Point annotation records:
═══

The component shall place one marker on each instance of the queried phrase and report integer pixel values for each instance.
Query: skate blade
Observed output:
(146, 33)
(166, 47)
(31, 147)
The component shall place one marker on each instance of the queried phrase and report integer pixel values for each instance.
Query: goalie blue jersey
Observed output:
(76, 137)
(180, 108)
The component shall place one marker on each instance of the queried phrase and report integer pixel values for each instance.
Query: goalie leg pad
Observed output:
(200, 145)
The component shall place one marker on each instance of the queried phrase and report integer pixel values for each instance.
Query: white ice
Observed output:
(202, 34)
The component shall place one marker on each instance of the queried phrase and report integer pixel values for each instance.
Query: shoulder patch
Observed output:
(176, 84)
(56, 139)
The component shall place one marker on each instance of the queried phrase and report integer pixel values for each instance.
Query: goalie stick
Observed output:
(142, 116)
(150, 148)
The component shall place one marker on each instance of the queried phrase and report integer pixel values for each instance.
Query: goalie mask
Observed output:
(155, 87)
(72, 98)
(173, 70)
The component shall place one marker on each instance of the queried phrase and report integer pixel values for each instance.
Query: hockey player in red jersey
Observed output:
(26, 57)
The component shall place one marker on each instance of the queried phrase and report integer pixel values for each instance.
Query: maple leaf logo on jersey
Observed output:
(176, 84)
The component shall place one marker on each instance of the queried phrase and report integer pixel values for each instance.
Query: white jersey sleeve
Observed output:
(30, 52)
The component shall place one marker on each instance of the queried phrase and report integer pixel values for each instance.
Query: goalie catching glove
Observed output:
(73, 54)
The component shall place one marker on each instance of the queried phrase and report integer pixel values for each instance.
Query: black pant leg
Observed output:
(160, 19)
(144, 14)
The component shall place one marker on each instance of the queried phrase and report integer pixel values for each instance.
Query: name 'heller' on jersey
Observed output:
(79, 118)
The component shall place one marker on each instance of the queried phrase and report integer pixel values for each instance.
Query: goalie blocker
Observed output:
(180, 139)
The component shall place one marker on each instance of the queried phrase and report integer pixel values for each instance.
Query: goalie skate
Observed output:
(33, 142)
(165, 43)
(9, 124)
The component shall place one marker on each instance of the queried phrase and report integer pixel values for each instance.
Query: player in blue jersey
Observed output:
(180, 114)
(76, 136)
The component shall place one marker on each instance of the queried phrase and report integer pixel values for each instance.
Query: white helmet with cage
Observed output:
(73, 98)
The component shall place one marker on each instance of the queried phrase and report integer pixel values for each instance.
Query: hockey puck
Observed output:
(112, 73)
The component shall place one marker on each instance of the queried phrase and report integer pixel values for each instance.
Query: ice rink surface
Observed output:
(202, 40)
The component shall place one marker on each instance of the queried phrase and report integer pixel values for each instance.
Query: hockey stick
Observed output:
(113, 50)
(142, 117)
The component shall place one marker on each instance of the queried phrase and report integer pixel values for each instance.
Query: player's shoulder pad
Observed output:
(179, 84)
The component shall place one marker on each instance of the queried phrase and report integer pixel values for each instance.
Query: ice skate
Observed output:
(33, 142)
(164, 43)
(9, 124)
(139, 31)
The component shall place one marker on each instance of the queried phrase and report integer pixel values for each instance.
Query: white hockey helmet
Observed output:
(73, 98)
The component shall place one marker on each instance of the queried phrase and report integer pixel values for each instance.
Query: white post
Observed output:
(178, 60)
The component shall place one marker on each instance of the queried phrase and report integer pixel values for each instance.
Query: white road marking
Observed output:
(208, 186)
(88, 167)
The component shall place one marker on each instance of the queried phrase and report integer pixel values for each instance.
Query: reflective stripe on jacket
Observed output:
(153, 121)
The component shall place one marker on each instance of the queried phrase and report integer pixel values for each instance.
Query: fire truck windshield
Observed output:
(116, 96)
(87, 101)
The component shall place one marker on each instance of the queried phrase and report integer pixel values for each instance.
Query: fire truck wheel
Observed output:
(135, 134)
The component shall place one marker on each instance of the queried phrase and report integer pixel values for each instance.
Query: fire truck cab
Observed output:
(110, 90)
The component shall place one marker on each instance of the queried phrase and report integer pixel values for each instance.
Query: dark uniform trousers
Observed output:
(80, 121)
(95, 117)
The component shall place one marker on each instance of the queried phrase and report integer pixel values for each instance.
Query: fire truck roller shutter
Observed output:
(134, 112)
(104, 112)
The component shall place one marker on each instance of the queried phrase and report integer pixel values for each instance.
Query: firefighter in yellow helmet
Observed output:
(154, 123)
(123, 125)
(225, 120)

═══

» **Exercise brief**
Gather each line above that contains the string "jersey", and copy every one of them out in full.

» **Exercise result**
Query: goalie blue jersey
Query: hockey player in red jersey
Query: maple leaf logo on jersey
Query: white jersey sleeve
Query: name 'heller' on jersey
Query: player in blue jersey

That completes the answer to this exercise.